What are the social, emotional, intellectual and physical differences between early years boys and girls, and how does this affect their attainment in school? Reception teacher Steve Mynard discusses boys' attainment and SEAL
Last year, the Department for Children, Schools and Families (DCSF) published Confident, Capable and Creative: Supporting Boys’ Achievements. Targeted at practitioners in the Early Years Foundation Stage (EYFS), the booklet states that ‘the qualities and skills that are most valued by schools, the ability to communicate orally and represent ideas on paper, are often the very aspects of learning that boys find most difficult.’ Of course, not all girls are ‘compliant and passive recipients of new skills and knowledge’, to quote the booklet. Nor are all boys ‘active learners and problem solvers’. In fact, inter-gender differences outweigh gender differences in some areas.
The publication of this booklet coincided with publication of the 2006-7 Foundation Stage Profile Results for England. These showed that girls continue to out-perform boys in all 13 assessment scales. The gap can be as much as 17% (in the case of writing) and is often around the 10% or 11% mark. A Rowntree Foundation Report published in 2007 found that these early gender differences reflect a pattern that can continue right up to 16: boys outnumber girls by 20% as low achievers at GCSE.

______

Given task A ▸
Answer these questions from the passage on boys' attainment:
(i) Which department published the booklet Confident, Capable and Creative: Supporting Boys’ Achievements?
(ii) In how many assessment scales did girls out-perform boys in the 2006-7 Foundation Stage Profile Results?
(iii) According to the Rowntree Foundation Report, by what percentage do boys outnumber girls as low achievers at GCSE?
The passage on boys' attainment and the records that follow have no connection to each other.

______

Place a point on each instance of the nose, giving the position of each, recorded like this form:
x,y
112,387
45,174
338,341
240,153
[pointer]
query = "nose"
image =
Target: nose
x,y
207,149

______

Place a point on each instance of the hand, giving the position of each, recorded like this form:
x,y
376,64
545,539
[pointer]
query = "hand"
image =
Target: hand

______

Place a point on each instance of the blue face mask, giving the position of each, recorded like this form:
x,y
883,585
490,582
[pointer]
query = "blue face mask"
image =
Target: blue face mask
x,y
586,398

______

Given task B ▸
State only the number of lines in the records that contain the string "mask". Case counts.

Correct response A ▸
(i) The Department for Children, Schools and Families (DCSF)
(ii) All 13
(iii) 20%

Correct response B ▸
3